### Given data
Start of Block

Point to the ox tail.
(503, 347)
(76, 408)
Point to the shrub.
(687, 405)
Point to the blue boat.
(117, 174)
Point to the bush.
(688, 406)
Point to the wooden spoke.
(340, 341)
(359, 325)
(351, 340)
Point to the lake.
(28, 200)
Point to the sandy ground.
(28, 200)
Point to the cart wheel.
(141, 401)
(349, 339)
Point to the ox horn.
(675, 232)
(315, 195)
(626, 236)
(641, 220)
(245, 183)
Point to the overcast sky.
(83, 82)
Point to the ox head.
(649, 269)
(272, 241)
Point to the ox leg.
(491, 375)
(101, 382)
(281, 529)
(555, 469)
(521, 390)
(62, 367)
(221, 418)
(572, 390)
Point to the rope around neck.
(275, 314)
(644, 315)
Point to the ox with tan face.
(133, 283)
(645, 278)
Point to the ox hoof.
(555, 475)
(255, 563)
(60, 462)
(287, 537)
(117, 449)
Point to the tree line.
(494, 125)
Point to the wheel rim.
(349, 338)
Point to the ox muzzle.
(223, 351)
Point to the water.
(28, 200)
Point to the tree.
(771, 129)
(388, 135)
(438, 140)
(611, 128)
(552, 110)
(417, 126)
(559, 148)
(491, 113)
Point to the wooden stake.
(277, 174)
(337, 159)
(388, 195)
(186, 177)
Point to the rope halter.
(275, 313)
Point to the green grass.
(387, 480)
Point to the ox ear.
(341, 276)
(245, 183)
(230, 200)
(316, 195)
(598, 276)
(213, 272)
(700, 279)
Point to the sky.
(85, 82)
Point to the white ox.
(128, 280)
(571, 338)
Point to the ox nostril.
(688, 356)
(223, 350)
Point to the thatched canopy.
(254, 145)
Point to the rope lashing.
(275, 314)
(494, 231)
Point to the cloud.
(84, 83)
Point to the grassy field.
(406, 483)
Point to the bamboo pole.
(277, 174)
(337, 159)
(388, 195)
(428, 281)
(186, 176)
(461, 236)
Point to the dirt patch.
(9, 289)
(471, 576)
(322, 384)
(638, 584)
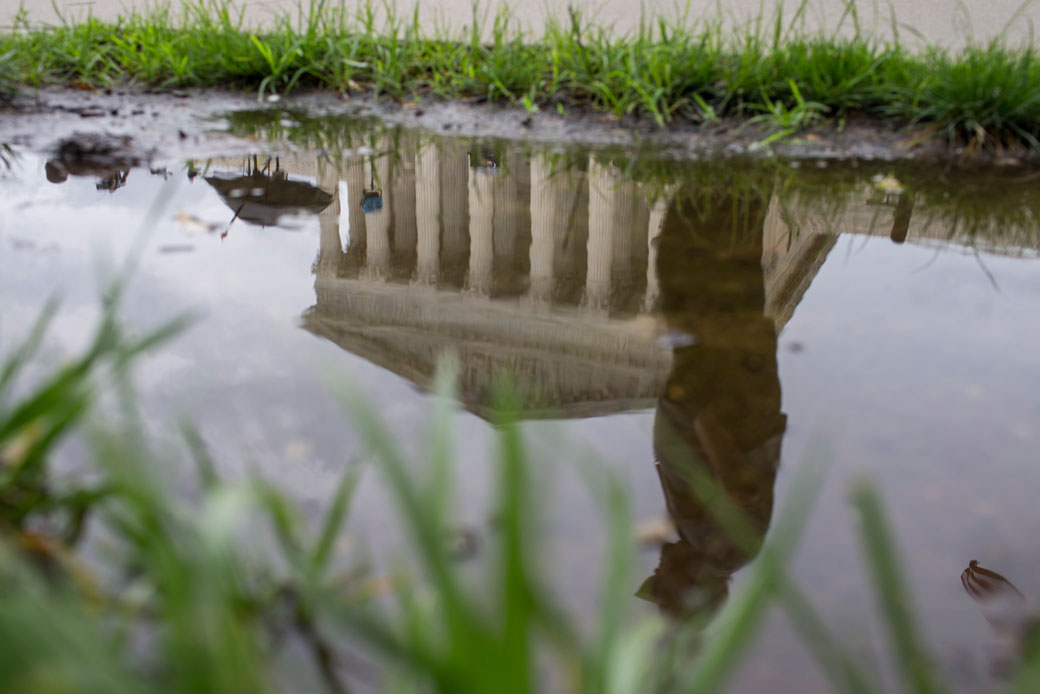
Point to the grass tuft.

End of Block

### Task item
Excluding images, output exactly the lines from the one that holds "Point to the wooden stake." through the final line of the material, both ends included.

### Solution to this exercise
Point to the wooden stake.
(277, 174)
(337, 159)
(388, 195)
(186, 177)
Point to the rope halter.
(275, 313)
Point to the green grass.
(387, 480)
Point to the ox ear.
(341, 276)
(245, 183)
(230, 200)
(316, 195)
(598, 276)
(213, 272)
(700, 279)
Point to the sky.
(85, 82)
Point to the white ox.
(128, 280)
(571, 338)
Point to the ox nostril.
(688, 356)
(223, 350)
Point to the thatched canopy.
(254, 145)
Point to the rope lashing.
(275, 314)
(494, 231)
Point to the cloud.
(84, 83)
Point to the grassy field.
(406, 483)
Point to the bamboo pole.
(277, 174)
(337, 159)
(388, 195)
(428, 281)
(186, 176)
(461, 236)
Point to the dirt patch.
(9, 289)
(471, 576)
(322, 384)
(638, 584)
Point to the grass tuft.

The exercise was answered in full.